### Data excerpts
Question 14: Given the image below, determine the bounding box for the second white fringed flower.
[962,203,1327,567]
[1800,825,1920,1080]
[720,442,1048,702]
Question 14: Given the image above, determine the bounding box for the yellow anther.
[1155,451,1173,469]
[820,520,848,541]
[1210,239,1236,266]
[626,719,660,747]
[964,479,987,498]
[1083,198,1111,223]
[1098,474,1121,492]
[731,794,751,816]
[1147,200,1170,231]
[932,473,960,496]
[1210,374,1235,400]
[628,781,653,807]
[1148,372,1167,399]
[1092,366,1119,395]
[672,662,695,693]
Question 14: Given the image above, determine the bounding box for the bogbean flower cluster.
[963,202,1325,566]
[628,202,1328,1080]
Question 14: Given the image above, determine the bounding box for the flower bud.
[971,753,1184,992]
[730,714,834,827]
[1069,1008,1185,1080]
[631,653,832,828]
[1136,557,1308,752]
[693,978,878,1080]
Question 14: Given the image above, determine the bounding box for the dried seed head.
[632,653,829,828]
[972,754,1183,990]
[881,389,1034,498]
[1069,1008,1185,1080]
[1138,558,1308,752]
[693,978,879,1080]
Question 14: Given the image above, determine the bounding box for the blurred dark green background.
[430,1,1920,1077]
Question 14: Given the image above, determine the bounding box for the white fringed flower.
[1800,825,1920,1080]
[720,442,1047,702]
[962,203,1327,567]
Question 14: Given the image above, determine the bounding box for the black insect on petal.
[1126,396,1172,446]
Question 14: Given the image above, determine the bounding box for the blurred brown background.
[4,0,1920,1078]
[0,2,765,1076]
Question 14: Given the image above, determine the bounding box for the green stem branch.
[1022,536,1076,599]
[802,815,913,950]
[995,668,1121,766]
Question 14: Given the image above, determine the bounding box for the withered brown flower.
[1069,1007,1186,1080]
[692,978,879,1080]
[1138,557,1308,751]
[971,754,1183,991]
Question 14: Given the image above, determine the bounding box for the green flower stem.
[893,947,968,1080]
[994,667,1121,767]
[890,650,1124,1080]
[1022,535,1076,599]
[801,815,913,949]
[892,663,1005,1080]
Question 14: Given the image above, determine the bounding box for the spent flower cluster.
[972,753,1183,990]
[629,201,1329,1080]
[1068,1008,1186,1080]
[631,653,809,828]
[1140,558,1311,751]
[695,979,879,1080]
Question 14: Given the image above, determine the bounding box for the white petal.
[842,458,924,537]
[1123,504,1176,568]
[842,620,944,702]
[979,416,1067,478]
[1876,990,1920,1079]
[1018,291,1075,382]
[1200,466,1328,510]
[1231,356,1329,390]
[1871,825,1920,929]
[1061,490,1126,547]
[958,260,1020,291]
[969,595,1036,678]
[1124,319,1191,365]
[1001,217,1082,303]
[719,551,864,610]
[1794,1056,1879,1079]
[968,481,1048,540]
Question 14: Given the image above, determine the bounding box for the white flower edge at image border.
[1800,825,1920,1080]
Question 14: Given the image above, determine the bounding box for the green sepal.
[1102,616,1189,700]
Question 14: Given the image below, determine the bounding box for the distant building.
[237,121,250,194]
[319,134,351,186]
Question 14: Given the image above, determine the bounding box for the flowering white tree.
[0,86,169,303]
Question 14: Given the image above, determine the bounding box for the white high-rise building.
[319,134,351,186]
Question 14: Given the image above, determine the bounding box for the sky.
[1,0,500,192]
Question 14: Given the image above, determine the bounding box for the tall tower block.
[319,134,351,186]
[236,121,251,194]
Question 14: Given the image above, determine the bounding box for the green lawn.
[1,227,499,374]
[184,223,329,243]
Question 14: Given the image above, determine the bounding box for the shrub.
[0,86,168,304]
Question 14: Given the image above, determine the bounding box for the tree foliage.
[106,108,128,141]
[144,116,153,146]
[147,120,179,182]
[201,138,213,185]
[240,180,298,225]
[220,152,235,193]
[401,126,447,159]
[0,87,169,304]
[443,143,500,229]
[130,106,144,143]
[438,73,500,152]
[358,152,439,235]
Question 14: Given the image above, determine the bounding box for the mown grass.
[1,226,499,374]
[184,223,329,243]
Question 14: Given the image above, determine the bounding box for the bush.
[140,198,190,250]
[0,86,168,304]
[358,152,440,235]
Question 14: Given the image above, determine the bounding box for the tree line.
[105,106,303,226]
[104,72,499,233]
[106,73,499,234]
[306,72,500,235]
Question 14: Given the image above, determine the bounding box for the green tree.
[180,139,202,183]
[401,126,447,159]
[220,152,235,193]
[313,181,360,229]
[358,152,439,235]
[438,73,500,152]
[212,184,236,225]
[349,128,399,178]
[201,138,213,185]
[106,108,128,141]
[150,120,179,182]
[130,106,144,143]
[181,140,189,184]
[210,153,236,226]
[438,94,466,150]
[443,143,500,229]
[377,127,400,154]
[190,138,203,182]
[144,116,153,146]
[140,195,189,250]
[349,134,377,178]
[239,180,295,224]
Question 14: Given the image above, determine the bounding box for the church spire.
######
### Data excerpts
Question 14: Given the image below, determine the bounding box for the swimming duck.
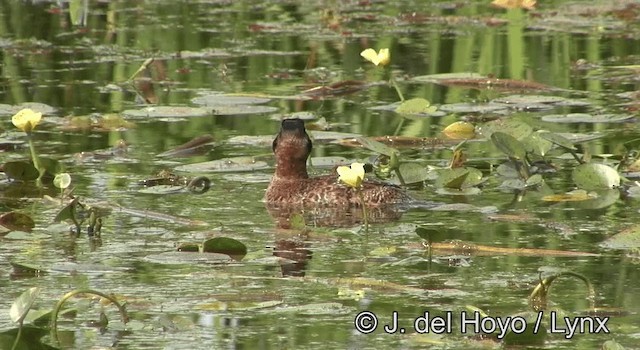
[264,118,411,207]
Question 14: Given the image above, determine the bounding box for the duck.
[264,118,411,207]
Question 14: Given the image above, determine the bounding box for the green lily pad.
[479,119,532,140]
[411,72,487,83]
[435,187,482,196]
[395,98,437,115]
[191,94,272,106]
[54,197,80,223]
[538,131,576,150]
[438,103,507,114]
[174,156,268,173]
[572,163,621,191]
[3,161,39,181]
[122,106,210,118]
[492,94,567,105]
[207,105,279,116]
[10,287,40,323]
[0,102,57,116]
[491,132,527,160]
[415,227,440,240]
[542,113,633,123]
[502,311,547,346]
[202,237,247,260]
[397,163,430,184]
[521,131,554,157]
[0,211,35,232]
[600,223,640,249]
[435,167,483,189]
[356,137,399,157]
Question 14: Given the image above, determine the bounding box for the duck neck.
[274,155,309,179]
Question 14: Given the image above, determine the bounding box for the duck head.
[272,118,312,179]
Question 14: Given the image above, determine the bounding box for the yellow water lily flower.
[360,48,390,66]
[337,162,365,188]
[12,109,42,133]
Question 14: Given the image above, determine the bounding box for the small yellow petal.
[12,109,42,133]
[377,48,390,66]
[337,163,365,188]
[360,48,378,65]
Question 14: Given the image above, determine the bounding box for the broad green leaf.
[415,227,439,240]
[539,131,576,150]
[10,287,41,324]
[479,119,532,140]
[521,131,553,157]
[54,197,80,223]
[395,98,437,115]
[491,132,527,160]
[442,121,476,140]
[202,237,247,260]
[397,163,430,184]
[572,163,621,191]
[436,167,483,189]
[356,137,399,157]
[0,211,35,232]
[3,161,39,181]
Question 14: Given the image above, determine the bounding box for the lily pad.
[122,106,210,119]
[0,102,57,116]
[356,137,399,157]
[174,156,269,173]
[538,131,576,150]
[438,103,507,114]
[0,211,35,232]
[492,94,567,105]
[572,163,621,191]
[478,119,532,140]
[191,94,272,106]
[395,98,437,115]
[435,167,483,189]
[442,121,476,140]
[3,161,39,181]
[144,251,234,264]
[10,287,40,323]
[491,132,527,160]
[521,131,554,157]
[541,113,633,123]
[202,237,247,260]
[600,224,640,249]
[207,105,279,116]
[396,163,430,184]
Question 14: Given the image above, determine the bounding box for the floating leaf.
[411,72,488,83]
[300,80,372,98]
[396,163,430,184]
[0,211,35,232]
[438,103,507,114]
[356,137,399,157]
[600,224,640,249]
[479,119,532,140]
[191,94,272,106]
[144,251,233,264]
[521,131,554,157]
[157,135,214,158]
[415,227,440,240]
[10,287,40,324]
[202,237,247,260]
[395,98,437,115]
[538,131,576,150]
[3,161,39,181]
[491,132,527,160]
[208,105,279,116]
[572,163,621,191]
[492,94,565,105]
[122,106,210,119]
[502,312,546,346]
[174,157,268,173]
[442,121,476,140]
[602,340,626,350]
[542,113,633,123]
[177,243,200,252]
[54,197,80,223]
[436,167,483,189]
######
### Data excerpts
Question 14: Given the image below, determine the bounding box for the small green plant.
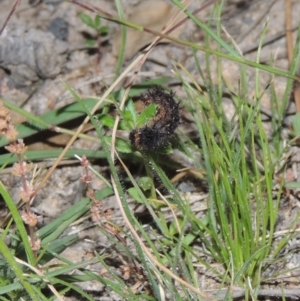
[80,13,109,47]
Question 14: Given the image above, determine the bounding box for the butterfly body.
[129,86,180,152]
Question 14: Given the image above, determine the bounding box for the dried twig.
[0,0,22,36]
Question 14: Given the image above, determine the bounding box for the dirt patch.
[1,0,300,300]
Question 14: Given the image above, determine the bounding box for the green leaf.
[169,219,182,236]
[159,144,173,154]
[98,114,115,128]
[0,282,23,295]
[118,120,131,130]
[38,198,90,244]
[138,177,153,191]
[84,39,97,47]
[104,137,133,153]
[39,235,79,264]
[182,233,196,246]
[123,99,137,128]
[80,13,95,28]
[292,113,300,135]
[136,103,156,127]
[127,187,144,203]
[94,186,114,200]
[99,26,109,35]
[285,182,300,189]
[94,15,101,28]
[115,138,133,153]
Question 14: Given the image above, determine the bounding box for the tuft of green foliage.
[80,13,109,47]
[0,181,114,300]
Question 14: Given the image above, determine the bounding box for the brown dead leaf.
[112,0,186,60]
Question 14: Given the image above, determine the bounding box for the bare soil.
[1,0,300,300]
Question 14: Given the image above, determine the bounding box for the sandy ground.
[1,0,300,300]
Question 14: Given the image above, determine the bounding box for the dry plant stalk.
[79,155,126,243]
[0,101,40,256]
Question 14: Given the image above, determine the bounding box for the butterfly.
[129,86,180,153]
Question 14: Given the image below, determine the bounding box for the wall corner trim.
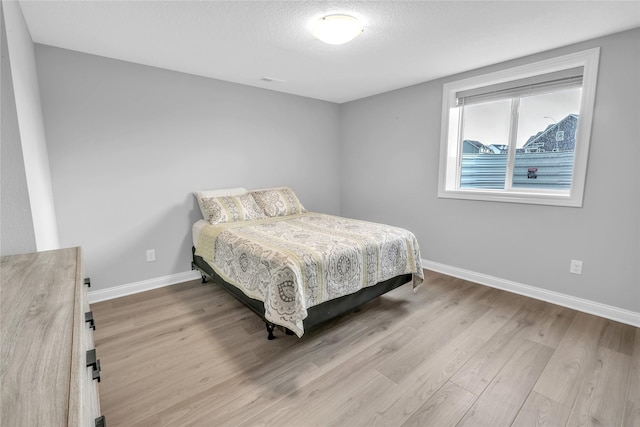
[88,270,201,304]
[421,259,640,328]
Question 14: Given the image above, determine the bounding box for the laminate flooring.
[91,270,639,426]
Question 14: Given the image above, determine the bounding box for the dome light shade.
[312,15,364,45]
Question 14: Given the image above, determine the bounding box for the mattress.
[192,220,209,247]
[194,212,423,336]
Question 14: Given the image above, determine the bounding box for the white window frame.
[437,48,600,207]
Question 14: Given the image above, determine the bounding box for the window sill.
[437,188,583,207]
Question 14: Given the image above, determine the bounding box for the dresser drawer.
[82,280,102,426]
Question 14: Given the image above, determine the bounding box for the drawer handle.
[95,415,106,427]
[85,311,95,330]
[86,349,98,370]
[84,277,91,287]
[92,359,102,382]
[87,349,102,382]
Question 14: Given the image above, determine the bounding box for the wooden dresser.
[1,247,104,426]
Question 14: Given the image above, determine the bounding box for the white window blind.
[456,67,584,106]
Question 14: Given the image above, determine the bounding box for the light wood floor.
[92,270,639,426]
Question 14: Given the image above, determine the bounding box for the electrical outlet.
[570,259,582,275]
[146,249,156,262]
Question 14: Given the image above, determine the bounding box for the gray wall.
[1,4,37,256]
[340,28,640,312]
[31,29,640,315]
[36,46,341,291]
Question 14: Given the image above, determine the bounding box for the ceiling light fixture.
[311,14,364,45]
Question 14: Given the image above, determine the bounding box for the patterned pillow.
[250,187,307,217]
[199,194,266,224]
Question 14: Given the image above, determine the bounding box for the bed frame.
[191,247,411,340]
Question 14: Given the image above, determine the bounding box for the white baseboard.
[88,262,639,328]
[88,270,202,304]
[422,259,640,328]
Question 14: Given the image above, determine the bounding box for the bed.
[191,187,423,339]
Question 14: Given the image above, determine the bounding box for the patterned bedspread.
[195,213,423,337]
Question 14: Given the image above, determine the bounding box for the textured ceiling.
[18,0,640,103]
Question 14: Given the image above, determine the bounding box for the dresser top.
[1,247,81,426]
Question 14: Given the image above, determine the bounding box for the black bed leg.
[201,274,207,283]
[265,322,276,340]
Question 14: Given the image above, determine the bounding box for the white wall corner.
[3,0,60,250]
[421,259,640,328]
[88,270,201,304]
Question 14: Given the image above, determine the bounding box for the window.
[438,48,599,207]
######
* Prompt: Given the records above, restate word for word only the lines starting at the one with "for the sky." and ending at the one with "the church spire.".

* Solution for this problem:
Question 14: Given the image above, determine the bounding box for the sky.
[1,0,500,192]
Question 14: Given the image above, determine the bounding box for the tall tower block.
[319,134,351,186]
[236,121,251,194]
Question 14: Given the image above, determine the bounding box for the green lawn.
[1,227,499,374]
[184,223,329,243]
Question 14: Given the image above, determine the bounding box for the shrub.
[0,86,168,304]
Question 14: Given the image above, determine the bounding box for the tree foliage.
[106,108,128,141]
[144,116,153,146]
[147,120,179,182]
[201,138,213,185]
[240,180,298,225]
[220,152,235,193]
[401,126,447,159]
[0,87,169,304]
[443,143,500,229]
[130,106,144,143]
[438,73,500,152]
[358,152,439,235]
Question 14: Given the image above, determine the bounding box for the mown grass.
[1,226,499,374]
[184,223,329,243]
Question 14: Given the image above, determine the bounding box for the bush.
[140,198,190,250]
[0,86,168,304]
[358,152,440,235]
Question 14: Given the image above, determine the bounding box for the tree line.
[105,106,303,226]
[104,72,499,233]
[106,73,499,234]
[306,72,500,235]
Question 14: Given the image above, determine the bounding box for the green tree.
[180,139,202,183]
[401,126,447,159]
[220,152,235,193]
[313,181,360,229]
[358,152,439,235]
[438,73,500,152]
[212,184,236,225]
[349,128,399,178]
[201,138,213,185]
[106,108,128,141]
[150,120,179,182]
[130,106,144,143]
[181,140,189,184]
[210,153,236,226]
[438,94,466,150]
[443,143,500,229]
[377,127,400,154]
[190,138,203,182]
[144,116,153,146]
[140,195,189,250]
[349,134,377,178]
[239,180,295,224]
Question 14: Given the image above, determine the bounding box for the church spire.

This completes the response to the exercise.